<<<<

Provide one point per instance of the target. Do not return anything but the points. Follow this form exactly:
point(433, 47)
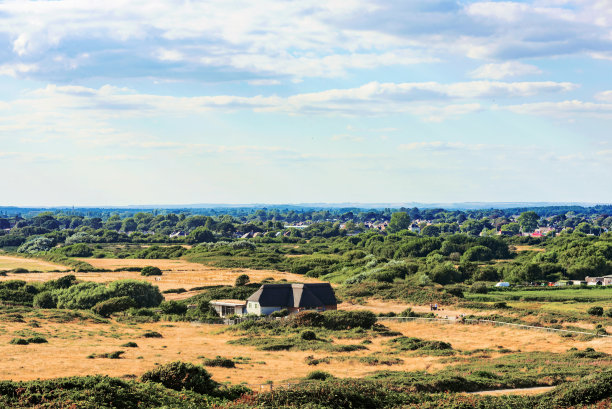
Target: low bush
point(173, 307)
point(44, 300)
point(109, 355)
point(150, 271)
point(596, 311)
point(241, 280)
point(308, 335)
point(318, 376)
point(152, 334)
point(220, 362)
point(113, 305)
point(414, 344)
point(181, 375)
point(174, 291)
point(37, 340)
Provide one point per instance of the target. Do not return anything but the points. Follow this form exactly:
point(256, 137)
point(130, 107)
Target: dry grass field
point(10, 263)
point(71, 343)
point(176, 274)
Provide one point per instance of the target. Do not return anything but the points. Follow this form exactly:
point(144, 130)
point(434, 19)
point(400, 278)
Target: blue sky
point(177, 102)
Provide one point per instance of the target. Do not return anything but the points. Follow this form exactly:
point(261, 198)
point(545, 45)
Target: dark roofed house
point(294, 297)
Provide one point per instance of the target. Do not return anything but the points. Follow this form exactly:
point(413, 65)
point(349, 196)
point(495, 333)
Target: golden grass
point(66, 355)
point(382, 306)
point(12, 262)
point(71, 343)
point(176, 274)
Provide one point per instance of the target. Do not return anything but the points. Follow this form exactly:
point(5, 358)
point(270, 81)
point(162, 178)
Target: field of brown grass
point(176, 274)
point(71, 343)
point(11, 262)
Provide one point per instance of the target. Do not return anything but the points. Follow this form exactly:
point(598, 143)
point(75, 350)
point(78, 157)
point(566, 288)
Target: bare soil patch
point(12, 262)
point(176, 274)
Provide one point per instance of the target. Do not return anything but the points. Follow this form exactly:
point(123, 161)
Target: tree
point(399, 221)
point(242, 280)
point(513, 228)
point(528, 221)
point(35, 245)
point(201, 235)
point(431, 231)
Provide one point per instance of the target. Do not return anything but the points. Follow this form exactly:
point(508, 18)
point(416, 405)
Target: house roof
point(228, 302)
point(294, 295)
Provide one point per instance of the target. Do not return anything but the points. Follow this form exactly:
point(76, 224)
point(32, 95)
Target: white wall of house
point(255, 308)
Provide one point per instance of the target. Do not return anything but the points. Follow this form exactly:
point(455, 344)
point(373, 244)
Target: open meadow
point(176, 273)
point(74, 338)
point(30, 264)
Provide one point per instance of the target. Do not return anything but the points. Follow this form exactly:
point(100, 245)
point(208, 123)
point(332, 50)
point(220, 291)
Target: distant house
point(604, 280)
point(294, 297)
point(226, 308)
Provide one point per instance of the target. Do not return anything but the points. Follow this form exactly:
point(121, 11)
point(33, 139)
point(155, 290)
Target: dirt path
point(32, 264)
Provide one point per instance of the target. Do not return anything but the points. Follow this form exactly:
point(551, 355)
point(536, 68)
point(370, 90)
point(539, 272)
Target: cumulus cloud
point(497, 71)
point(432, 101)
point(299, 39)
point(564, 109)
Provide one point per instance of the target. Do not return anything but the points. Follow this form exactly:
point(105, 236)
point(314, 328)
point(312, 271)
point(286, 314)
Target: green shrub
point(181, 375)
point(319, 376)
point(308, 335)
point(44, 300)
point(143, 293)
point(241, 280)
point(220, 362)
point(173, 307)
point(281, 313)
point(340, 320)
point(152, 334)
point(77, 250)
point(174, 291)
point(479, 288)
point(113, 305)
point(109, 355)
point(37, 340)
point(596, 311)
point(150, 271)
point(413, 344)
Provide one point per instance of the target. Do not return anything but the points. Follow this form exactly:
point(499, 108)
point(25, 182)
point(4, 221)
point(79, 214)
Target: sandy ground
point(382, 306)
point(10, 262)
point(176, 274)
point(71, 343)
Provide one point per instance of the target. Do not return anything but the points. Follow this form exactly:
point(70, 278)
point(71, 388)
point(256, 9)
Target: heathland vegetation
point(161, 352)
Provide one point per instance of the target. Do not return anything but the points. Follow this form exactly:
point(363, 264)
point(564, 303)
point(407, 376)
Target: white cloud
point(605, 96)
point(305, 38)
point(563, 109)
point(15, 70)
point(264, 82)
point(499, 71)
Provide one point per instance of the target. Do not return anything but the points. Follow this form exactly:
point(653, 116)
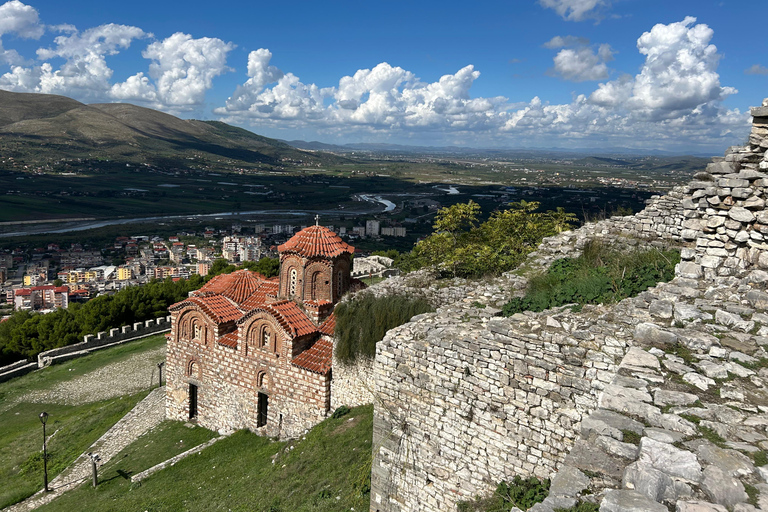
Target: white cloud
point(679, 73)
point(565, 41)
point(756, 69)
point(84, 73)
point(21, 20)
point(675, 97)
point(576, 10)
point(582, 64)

>>>>
<<<<

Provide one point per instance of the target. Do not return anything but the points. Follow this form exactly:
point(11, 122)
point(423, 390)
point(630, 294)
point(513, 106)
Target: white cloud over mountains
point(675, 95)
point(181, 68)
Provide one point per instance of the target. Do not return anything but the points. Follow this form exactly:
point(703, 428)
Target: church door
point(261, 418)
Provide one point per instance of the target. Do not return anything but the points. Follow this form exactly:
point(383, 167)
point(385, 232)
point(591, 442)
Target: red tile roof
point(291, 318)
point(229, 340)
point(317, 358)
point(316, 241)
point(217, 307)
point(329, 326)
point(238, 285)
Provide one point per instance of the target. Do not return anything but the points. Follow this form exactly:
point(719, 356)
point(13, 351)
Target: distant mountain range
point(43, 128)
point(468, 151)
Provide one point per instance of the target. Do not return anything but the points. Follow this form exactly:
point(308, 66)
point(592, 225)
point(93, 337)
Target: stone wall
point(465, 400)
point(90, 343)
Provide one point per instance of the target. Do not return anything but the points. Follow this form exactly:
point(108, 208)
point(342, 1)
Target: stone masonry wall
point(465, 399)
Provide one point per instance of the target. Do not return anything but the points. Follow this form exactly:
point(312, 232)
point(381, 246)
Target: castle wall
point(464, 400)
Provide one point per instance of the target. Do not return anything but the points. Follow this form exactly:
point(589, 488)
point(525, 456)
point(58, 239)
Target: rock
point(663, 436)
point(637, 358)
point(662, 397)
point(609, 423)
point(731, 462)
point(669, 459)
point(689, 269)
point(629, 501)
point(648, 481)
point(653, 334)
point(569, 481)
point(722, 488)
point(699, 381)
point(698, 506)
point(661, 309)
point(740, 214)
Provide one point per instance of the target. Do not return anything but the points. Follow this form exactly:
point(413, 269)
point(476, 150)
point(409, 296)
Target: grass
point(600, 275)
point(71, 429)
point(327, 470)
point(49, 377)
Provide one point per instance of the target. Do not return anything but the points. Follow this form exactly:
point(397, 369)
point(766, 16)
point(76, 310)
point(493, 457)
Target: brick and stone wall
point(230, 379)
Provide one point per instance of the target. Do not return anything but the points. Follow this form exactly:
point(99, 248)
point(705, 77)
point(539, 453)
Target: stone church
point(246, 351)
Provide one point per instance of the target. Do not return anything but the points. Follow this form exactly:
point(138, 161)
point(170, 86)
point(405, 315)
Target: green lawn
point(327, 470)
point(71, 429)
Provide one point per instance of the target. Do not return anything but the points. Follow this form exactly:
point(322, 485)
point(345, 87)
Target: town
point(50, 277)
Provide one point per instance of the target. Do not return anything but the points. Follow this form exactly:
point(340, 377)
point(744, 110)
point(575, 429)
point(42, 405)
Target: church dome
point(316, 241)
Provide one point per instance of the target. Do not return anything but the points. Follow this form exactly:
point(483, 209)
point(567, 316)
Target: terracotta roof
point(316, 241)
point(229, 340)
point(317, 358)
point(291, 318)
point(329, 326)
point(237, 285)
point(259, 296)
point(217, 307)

>>>>

## WHAT TO PRODUCE
Identify each line in the material above that contains the string "field", and copy those lines out. Case counts when matching.

## EXERCISE SOLUTION
Target: dry grass field
Target: field of brown grass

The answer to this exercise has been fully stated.